▶ _Objectives_:
A. Reproduce the forum thread about machine washing dog toys word for word, from the title through the final post.
B. Recast the lines of the records as a numbered list without blank lines, starting at the line containing "entry: black bird" and ending at the last line of the records.

─── Quoted text

# ever machine washed dog's toys?



## Whiskey96 (Jan 19, 2007)

My babies toys are so dirty. I was wondering if it is safe to wash them in the washer. They do have "squeakers" in them. Thanks.


----------



## briteday (Feb 10, 2007)

I wash them all the time. Set your machine to gentle if possible. If there's no plastic parts on the outside I machine dry them on a low setting. And if the squeakers fail you can buy replacement squeakers 4/$1.50 at Petsmart and online. I just open a seam if necessary and stick a new one in there. But I've never had washing make the squeakers fail. It's only when our puppy bites thru one of the squeakers that it no longer squeaks.


----------



## animalcraker (Nov 9, 2006)

I use the washer for my dogs toys every other month. If the toy has a voice box then that usually gets ruined. With the just plain squeaker toys they can fill up with water that you'll have to squease out to make them work again.


----------



## RonE (Feb 3, 2007)

I have found that Kongs and Nylabones make a horrific racket in the washing machine and are very tough on the agitator.


----------



## tirluc (Aug 29, 2006)

hey, RonE....i think those should be washed in the kitchen sink.....but if you do them in the washer make sure you do them in the middle of the night and scare the living-be-jeebers out of the whole family....i mean, if you're gonna do it, may as well do it right, right?


----------



## poodleholic (Mar 15, 2007)

I do it all the time. Just don't use fabric softener in the rinse. Not good for the dogs.





Whiskey96 said:


> My babies toys are so dirty. I was wondering if it is safe to wash them in the washer. They do have "squeakers" in them. Thanks.


----------



## Aberdeen (Mar 20, 2007)

Wash ours all the time! Seems like there is always a toy that needs to be mended or washed. 

Kongs can be washed in the dishwasher.


----------



## sobreeze (Oct 31, 2006)

I wash them every week. If they have squeakers in them just air dry them so not to melt anything inside .


----------



## Whiskey96 (Jan 19, 2007)

Thanks to all who responded. I will wash them tonight and see what happens. I was scared to do it w/o checking w/ others first! Thanks again!


----------

──────
─── Stored rows

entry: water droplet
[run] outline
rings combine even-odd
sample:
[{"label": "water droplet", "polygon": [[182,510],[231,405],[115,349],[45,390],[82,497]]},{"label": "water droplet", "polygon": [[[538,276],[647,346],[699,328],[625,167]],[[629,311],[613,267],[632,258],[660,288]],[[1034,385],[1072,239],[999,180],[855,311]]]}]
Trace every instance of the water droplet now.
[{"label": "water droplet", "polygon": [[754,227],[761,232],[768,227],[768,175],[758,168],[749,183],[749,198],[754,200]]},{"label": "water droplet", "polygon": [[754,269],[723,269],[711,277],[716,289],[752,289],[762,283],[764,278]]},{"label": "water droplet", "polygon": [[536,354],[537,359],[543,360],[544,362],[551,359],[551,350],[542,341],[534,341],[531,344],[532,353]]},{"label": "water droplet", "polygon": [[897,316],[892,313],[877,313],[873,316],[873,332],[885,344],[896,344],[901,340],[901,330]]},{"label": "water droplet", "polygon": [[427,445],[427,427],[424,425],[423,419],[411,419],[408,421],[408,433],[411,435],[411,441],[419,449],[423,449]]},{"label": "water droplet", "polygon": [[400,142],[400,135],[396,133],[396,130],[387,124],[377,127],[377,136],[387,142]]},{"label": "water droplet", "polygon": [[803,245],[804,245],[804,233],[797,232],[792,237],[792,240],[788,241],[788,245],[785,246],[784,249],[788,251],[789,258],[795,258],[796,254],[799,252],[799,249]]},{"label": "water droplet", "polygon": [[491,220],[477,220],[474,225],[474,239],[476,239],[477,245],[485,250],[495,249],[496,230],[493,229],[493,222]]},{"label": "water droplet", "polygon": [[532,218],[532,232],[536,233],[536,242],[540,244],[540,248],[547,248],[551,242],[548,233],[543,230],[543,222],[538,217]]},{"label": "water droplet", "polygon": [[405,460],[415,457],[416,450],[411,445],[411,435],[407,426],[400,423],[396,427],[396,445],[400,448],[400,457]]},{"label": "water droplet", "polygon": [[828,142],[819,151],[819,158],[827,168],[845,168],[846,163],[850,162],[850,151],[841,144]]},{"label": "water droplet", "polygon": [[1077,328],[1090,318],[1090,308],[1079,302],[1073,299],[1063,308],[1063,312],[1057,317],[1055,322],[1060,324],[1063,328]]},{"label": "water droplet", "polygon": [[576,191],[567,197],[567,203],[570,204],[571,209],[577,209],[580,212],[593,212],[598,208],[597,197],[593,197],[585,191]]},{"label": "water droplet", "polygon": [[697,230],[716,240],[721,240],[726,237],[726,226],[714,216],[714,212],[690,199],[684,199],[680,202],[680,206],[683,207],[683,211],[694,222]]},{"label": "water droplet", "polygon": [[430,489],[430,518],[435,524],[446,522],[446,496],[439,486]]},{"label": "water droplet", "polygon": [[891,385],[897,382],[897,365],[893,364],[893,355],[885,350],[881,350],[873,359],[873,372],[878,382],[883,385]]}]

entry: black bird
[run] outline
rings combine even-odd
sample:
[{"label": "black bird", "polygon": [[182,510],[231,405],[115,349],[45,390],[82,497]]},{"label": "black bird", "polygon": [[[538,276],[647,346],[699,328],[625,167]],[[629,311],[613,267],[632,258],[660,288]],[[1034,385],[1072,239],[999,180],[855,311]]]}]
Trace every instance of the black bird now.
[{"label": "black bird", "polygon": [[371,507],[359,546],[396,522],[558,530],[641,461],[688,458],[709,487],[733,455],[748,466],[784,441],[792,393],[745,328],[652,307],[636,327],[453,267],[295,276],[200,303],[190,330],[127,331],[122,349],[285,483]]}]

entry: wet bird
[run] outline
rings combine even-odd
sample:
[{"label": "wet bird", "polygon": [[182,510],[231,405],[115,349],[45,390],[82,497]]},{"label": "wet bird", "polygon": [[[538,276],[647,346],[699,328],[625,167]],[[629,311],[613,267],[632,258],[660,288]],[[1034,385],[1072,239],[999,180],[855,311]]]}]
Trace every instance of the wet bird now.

──────

▶ _Answers for the exercise_:
A.
# ever machine washed dog's toys?



## Whiskey96 (Jan 19, 2007)

My babies toys are so dirty. I was wondering if it is safe to wash them in the washer. They do have "squeakers" in them. Thanks.


----------



## briteday (Feb 10, 2007)

I wash them all the time. Set your machine to gentle if possible. If there's no plastic parts on the outside I machine dry them on a low setting. And if the squeakers fail you can buy replacement squeakers 4/$1.50 at Petsmart and online. I just open a seam if necessary and stick a new one in there. But I've never had washing make the squeakers fail. It's only when our puppy bites thru one of the squeakers that it no longer squeaks.


----------



## animalcraker (Nov 9, 2006)

I use the washer for my dogs toys every other month. If the toy has a voice box then that usually gets ruined. With the just plain squeaker toys they can fill up with water that you'll have to squease out to make them work again.


----------



## RonE (Feb 3, 2007)

I have found that Kongs and Nylabones make a horrific racket in the washing machine and are very tough on the agitator.


----------



## tirluc (Aug 29, 2006)

hey, RonE....i think those should be washed in the kitchen sink.....but if you do them in the washer make sure you do them in the middle of the night and scare the living-be-jeebers out of the whole family....i mean, if you're gonna do it, may as well do it right, right?


----------



## poodleholic (Mar 15, 2007)

I do it all the time. Just don't use fabric softener in the rinse. Not good for the dogs.





Whiskey96 said:


> My babies toys are so dirty. I was wondering if it is safe to wash them in the washer. They do have "squeakers" in them. Thanks.


----------



## Aberdeen (Mar 20, 2007)

Wash ours all the time! Seems like there is always a toy that needs to be mended or washed. 

Kongs can be washed in the dishwasher.


----------



## sobreeze (Oct 31, 2006)

I wash them every week. If they have squeakers in them just air dry them so not to melt anything inside .


----------



## Whiskey96 (Jan 19, 2007)

Thanks to all who responded. I will wash them tonight and see what happens. I was scared to do it w/o checking w/ others first! Thanks again!


----------

B.
1. entry: black bird
2. [run] outline
3. rings combine even-odd
4. sample:
5. [{"label": "black bird", "polygon": [[182,510],[231,405],[115,349],[45,390],[82,497]]},{"label": "black bird", "polygon": [[[538,276],[647,346],[699,328],[625,167]],[[629,311],[613,267],[632,258],[660,288]],[[1034,385],[1072,239],[999,180],[855,311]]]}]
6. Trace every instance of the black bird now.
7. [{"label": "black bird", "polygon": [[371,507],[359,546],[396,522],[558,530],[641,461],[688,458],[709,487],[733,455],[748,466],[784,441],[792,393],[745,328],[652,307],[636,327],[453,267],[295,276],[200,303],[190,330],[127,331],[122,349],[285,483]]}]
8. entry: wet bird
9. [run] outline
10. rings combine even-odd
11. sample:
12. [{"label": "wet bird", "polygon": [[182,510],[231,405],[115,349],[45,390],[82,497]]},{"label": "wet bird", "polygon": [[[538,276],[647,346],[699,328],[625,167]],[[629,311],[613,267],[632,258],[660,288]],[[1034,385],[1072,239],[999,180],[855,311]]]}]
13. Trace every instance of the wet bird now.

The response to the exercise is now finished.